Exercise instructions:
Transcribe the data underneath exactly. No images belong in your version.

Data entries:
╭──

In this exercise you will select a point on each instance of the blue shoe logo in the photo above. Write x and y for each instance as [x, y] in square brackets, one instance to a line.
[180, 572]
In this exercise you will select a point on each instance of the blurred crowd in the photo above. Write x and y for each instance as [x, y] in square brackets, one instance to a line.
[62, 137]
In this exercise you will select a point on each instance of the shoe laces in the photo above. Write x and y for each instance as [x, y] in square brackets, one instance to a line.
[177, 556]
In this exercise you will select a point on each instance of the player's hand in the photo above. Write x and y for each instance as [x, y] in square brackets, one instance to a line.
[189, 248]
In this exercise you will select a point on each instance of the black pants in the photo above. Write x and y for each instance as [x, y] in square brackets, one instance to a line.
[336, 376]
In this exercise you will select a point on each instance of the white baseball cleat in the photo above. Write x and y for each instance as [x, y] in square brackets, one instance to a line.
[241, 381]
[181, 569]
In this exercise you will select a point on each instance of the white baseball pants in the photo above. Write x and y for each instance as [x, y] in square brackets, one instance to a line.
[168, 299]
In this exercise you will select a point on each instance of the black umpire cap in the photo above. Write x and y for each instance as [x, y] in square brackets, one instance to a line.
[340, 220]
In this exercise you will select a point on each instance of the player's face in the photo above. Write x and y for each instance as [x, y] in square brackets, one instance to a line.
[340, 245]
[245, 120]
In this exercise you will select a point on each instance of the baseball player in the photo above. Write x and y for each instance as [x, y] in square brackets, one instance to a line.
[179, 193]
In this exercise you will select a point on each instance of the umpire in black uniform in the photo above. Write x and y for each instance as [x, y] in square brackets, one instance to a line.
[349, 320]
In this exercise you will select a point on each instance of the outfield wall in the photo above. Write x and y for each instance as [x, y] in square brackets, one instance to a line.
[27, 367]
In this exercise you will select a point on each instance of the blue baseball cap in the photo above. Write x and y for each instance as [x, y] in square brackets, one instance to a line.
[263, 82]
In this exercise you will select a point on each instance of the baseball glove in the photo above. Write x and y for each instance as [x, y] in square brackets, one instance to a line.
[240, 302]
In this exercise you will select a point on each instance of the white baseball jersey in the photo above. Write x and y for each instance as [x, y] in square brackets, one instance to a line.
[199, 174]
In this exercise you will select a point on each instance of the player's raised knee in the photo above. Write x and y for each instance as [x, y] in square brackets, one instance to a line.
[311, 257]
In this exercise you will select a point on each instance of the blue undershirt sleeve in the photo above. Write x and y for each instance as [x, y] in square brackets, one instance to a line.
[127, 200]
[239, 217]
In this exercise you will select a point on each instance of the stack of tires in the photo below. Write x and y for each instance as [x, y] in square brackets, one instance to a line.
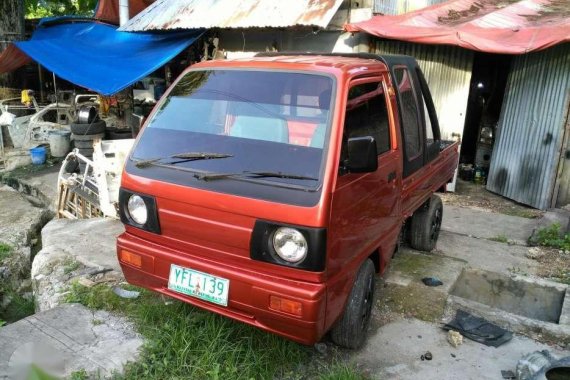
[87, 128]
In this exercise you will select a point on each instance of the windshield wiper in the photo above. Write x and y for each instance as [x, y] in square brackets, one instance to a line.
[248, 174]
[184, 157]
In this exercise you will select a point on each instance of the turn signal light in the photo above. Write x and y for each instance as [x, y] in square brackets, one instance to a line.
[285, 305]
[131, 258]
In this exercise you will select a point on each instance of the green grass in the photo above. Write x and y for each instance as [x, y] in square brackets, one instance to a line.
[185, 342]
[551, 236]
[18, 308]
[5, 251]
[500, 239]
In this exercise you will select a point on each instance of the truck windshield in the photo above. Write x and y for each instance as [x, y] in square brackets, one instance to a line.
[259, 121]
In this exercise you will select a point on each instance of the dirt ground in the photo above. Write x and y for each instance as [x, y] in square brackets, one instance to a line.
[469, 194]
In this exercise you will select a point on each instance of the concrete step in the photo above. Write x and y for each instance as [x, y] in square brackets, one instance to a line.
[67, 339]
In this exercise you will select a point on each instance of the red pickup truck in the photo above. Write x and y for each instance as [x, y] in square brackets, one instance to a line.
[272, 190]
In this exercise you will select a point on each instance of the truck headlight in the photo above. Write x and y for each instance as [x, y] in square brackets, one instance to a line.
[290, 244]
[137, 209]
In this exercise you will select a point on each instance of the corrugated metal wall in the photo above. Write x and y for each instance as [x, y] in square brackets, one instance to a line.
[530, 131]
[448, 72]
[396, 7]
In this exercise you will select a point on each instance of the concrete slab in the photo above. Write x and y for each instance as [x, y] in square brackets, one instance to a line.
[90, 241]
[67, 339]
[486, 225]
[487, 254]
[394, 351]
[73, 249]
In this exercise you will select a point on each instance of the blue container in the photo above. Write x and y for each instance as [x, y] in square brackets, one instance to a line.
[38, 155]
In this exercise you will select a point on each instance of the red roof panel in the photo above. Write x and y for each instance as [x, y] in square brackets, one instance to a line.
[493, 26]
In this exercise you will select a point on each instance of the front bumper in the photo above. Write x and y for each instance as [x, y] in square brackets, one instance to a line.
[248, 299]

╰──

Solution to this exercise:
In this exercise you will select a point on each instance of the blue shoe logo in the photo above. Write x and y for each instance as [x, y] in square brackets, one instance to a line.
[180, 572]
In this exercise you will select a point on each instance of the blurred crowd in the photo above. Write x and y for each instance as [x, y] in square brackets, one instance to a line.
[62, 137]
In this exercise you will select a point on each instance of the shoe laces in the photo above. Write x and y for each instance as [x, y] in square brackets, one instance to a line.
[177, 556]
In this exercise you will select a point on each instance of the player's hand in the photo above. Write x and y for each instance as [x, y] in square brackets, one instance to a line.
[189, 248]
In this exercise you will select a point on each instance of the black pants in the photo above. Write x and y for each instance as [x, y] in square brackets, one instance to a line.
[336, 376]
In this exercise you will select a point on each instance of the white baseball cleat in the photo above. Write x and y for each instance as [x, y] in square brackets, one instance to a line.
[241, 381]
[181, 569]
In this exercise you will select a point on each instance of the white baseball pants in the photo above. Write x and y for each instance as [x, y] in square brackets, one instance to a line.
[168, 299]
In this exercise you will select a point on each instance of the black umpire cap in the photo above. Write x and y for each instance as [x, y] in square brackets, one instance to a line.
[340, 220]
In this exercise you will select a point on each instance of the player's face in the photo above. Write x and y for each instance as [x, y] in square brackets, one instance to a line.
[340, 245]
[245, 120]
In this exercise you will select a point on each instance of the baseball player in the photo above. Write x and y for each instance as [x, y] in square brackets, one instance to a line.
[179, 193]
In this exercise you will select a point on each instance of the umpire in black uniform in the photo above. Write x and y for each instance as [x, y] in square brackets, one instance to a line.
[349, 320]
In this exercise you will select a point on each instance of the outfield wall in the photo above. Write x and y for each instance as [x, y] in square brackets, one instance to a line.
[27, 367]
In this exercise you will select a point on each instance of the blue baseball cap in the photo above. Write x and y for each instance as [x, y] in square brackets, one instance to a line.
[263, 82]
In this exercise you will select a point on each instance of the baseball glove in the photo above. Write x and y for each instance as [x, y] in square brackets, one instance to a line.
[240, 302]
In this exercise you will select a point on each instance of the white baseball jersey in the photo above. Write x and y for each instance as [x, y] in square brackets, one instance to a line.
[199, 174]
In this exercise you will select a point on each instance of the player's raised knee in the photo above. Write x and y for each instance as [x, y] in square brackets, one instance to a line.
[311, 257]
In this exercise you will select a point on each instance of the blue undershirt sleeve in the photo above. Write x and y for each instance as [x, y] in square brackets, one instance to a line.
[127, 200]
[239, 217]
In this exercise you will select a point on each instance of the stack of tires in the photo below. Write x and y for each instance as [x, y] in square brackets, one instance to a line.
[87, 128]
In this exercise you will select a point on each instance of the windshield wiper in the photo above. Write x and y for each instance as [x, y] in square brackets, one instance to a line.
[248, 174]
[184, 157]
In this exercise you will select a point on each instance of the turn signal light in the photo above. Write x and y for each instance as [x, y] in square brackets, one instance to a line.
[285, 305]
[131, 258]
In this exercise you will select a point on each instance of the green grass in the photo above. Write x and y for each instance as [x, y] in square brackets, one instance to a line.
[185, 342]
[551, 236]
[18, 308]
[5, 251]
[500, 239]
In this exercise you will select a point on each instance of the truck windshield in the photo above. Write x and y for each instance as [x, y] in square brackets, one instance to a line.
[259, 121]
In this exercise you will select a point on each instance of the dirt ground in the photo above. Write x and y for each instance as [x, y] in square brackets, one instance to a line.
[469, 194]
In this exercise you will select a point on each instance of the concrete step in the photo above. Write x and y for each instance as [x, y] in square brackets, one instance to a line.
[67, 339]
In this exercise you will select a point on each instance of the red pickup truck in the photo above. Write x and y for each instance as [x, y] in square brackets, one instance to a line.
[272, 190]
In this exercise you will select a point on each instance of the truck headlight in the photo above. Write x and y for each instance as [x, y] in square brackets, one instance to a line.
[290, 244]
[137, 209]
In this exercise you will select a point on each instance of the corrugated metal wall in the photo above. Write x and y for each instance as [x, y] in square brackets, one instance to a line.
[530, 131]
[448, 72]
[396, 7]
In this exercise you will select a point on each instance of the concrete slab in the photo above. Write x and y for each instance as [x, y] in square brackets, one instance to a line.
[90, 241]
[67, 339]
[486, 225]
[487, 254]
[394, 351]
[73, 249]
In this exercise you will select a point on each instance of the blue container in the photo above. Write x and y for each instance as [x, y] in square brackets, one instance to a line.
[38, 155]
In this exercise you will select a point on each instance of the red roof panel in the photo above. Write x and y for each instance as [x, y] in square brackets, one instance to a line.
[493, 26]
In this exercise you will select a point on each instance of the front bumper in the photo above. Write x and y for each instance as [x, y] in square brackets, one instance to a line.
[248, 299]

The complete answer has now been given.